All lines in the data bearing the string "lemon" should be identified and copied.

Items from a data source:
╭──

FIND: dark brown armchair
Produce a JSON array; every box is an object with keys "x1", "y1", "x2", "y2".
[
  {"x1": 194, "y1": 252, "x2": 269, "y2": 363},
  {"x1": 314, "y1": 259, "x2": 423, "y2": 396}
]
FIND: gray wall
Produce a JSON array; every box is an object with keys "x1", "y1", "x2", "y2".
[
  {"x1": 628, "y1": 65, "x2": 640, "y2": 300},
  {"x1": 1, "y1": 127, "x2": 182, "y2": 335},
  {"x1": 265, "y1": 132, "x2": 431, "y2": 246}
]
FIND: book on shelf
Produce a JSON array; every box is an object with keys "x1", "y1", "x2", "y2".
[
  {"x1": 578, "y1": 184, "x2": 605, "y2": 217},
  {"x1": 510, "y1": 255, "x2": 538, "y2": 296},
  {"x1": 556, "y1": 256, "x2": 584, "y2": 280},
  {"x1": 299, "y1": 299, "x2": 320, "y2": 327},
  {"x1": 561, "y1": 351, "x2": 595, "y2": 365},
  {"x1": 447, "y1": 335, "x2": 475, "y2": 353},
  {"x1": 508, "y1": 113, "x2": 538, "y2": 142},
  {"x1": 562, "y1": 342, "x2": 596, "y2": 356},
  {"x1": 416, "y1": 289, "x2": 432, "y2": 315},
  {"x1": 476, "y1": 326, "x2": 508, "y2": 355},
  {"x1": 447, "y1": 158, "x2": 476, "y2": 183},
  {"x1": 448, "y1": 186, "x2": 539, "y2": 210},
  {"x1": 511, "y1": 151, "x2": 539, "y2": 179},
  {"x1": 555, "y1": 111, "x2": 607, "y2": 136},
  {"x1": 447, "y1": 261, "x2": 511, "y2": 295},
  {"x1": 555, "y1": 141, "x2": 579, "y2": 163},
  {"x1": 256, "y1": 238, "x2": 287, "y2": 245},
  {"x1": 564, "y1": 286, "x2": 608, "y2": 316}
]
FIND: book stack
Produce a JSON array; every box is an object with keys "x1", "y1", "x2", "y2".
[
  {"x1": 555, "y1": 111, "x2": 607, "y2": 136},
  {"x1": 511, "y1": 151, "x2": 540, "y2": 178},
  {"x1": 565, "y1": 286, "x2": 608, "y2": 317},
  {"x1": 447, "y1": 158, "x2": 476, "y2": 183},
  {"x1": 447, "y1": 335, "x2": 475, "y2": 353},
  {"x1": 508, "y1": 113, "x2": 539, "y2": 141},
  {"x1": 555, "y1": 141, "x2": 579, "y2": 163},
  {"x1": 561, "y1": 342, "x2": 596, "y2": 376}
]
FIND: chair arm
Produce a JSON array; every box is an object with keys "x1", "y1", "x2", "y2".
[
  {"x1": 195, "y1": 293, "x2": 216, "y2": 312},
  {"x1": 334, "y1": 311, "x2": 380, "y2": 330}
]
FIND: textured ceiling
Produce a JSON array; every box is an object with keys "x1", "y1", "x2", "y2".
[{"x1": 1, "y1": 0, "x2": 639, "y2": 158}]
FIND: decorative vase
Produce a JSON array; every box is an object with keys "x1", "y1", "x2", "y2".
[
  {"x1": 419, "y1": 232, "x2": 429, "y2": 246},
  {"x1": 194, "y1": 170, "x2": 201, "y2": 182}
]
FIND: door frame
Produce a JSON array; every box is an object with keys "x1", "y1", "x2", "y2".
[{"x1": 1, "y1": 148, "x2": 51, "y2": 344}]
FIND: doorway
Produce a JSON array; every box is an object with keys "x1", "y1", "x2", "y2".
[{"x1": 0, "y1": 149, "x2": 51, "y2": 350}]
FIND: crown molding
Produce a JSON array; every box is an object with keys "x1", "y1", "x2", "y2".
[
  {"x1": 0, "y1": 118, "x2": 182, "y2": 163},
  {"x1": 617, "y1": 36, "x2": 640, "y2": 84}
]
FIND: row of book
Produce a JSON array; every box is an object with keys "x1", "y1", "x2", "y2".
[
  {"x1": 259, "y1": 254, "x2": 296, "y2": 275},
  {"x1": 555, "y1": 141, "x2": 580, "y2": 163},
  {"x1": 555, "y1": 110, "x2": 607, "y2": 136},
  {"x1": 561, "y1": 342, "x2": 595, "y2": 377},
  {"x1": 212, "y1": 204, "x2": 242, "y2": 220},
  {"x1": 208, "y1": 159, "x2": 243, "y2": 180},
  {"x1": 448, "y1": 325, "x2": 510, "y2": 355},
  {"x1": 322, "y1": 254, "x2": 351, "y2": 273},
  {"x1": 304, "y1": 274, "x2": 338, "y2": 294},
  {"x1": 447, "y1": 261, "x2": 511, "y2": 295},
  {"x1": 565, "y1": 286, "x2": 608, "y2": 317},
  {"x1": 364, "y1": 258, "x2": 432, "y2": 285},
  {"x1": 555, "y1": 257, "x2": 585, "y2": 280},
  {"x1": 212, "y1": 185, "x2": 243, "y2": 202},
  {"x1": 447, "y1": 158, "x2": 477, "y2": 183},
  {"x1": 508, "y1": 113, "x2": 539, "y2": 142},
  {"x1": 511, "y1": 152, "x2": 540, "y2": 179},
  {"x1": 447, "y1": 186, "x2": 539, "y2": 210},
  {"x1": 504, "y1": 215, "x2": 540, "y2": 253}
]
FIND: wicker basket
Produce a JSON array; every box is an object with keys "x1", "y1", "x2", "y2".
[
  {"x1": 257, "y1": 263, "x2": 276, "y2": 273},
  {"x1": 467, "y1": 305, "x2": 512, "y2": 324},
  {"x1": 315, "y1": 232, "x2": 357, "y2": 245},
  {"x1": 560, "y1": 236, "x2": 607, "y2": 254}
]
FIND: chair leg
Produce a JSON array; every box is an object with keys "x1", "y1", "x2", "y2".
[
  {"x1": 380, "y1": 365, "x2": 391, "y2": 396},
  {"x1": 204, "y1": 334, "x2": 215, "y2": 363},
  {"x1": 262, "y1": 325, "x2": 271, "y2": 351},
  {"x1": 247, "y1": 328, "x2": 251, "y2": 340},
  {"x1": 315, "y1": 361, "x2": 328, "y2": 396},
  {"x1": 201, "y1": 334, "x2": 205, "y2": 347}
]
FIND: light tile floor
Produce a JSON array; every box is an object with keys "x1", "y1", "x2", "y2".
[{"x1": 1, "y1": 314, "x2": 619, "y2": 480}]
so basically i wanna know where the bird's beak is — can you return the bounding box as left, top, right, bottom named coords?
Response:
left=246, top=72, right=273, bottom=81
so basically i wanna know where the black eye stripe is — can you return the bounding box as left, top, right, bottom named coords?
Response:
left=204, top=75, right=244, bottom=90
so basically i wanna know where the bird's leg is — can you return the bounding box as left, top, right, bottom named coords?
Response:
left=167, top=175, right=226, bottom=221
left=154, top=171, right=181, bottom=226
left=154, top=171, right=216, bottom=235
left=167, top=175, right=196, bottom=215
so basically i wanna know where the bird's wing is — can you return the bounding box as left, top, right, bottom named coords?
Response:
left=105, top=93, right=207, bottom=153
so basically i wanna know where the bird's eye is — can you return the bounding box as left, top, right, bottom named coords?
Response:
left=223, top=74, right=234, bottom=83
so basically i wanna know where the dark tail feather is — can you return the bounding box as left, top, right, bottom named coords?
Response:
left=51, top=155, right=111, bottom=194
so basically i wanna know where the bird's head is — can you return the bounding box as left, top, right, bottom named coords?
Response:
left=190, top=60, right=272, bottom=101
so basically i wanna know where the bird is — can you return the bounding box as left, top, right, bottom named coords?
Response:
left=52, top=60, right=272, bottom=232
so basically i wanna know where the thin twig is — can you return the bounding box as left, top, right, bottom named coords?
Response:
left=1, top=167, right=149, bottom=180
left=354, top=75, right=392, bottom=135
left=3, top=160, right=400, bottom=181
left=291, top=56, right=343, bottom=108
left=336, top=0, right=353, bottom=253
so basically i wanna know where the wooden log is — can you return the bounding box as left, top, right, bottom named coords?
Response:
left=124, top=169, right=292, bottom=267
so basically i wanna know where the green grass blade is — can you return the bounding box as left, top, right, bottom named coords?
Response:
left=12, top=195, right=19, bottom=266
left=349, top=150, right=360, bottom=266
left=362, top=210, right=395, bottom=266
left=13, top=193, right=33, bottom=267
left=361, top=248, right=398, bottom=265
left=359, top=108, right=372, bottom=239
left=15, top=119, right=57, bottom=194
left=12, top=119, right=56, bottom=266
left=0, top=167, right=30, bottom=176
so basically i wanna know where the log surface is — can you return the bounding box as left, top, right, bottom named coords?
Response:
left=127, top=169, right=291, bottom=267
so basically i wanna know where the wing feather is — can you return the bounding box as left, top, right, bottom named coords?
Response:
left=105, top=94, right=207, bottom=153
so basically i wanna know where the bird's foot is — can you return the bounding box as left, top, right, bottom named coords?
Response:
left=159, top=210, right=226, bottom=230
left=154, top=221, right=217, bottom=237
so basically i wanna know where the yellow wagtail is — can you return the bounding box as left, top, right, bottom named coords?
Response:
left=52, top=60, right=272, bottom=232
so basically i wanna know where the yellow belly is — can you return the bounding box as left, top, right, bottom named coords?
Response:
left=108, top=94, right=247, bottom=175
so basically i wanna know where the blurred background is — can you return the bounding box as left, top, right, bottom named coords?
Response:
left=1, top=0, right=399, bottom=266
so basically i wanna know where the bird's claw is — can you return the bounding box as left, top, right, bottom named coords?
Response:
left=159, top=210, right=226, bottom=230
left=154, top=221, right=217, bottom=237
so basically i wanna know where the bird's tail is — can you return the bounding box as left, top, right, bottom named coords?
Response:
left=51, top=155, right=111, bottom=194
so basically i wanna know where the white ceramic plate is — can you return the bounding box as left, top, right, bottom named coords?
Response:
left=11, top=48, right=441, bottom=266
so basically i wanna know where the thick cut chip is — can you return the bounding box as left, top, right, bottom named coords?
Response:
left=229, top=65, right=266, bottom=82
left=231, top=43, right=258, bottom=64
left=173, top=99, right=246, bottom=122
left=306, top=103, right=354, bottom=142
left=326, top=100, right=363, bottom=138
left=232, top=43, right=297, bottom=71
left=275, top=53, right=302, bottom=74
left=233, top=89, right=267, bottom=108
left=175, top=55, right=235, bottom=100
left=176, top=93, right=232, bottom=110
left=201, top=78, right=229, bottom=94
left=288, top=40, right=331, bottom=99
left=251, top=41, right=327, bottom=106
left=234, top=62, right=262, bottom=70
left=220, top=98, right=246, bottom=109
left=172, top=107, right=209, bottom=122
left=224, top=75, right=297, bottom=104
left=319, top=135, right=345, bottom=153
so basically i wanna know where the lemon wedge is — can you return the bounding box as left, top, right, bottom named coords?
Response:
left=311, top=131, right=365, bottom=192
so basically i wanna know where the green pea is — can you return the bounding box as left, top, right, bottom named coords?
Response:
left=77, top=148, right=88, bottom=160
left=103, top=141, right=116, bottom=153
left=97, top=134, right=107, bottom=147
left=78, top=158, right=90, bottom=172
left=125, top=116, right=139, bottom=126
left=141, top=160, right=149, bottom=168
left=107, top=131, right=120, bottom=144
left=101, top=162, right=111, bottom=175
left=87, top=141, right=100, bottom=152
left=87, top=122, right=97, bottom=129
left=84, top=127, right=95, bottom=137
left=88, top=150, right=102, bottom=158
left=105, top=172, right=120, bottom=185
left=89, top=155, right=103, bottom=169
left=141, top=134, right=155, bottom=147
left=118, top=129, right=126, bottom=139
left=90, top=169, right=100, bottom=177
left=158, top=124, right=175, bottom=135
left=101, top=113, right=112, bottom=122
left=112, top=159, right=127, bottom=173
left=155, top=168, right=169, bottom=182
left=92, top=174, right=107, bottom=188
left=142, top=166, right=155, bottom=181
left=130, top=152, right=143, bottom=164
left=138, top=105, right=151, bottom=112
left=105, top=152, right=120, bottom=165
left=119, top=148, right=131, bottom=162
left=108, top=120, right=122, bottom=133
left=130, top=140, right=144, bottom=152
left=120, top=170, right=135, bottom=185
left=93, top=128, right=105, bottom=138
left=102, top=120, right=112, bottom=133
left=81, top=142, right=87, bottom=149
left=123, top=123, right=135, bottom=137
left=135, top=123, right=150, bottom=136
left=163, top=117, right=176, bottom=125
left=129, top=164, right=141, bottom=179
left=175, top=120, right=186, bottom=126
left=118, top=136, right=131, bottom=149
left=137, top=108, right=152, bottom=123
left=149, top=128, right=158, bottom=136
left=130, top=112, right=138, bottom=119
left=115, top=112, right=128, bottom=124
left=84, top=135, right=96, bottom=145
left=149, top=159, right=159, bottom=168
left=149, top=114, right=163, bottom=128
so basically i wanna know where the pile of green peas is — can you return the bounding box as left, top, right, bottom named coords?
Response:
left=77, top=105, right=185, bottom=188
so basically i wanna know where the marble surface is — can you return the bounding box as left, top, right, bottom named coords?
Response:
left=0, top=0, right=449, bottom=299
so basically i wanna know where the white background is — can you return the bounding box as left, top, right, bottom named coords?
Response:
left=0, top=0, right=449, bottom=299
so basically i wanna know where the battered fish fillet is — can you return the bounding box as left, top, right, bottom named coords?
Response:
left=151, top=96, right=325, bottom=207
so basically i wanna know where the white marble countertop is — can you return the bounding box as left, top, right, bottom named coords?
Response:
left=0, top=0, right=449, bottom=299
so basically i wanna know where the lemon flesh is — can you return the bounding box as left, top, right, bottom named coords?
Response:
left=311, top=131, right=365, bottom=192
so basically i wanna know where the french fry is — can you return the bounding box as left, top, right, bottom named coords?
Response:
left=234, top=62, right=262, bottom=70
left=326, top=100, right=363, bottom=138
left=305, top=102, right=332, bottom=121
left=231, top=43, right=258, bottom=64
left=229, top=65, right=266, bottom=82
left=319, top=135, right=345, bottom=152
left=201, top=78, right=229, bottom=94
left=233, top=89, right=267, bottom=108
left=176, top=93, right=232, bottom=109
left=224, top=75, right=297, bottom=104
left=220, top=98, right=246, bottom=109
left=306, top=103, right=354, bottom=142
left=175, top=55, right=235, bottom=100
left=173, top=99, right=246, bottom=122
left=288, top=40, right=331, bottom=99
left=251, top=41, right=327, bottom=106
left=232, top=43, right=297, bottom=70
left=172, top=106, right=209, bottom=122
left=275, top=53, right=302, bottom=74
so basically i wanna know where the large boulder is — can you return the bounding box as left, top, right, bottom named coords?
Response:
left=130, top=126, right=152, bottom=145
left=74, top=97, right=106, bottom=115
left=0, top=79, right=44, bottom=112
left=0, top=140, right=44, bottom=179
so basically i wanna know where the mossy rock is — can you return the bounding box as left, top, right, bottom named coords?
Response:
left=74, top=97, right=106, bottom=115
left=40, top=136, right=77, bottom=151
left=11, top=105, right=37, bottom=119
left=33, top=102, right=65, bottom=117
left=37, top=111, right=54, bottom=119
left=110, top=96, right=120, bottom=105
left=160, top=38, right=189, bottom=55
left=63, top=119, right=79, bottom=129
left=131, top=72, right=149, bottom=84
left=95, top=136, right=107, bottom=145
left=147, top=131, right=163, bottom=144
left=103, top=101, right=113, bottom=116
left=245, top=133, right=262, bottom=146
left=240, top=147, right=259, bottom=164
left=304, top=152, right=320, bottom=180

╰──

TASK SOLUTION →
so basically i wanna know where the lemon wedge is — can you return the bounding box as left, top, right, bottom named coords?
so basically i wanna know where the lemon flesh is — can you return the bounding box as left, top, right, bottom named coords?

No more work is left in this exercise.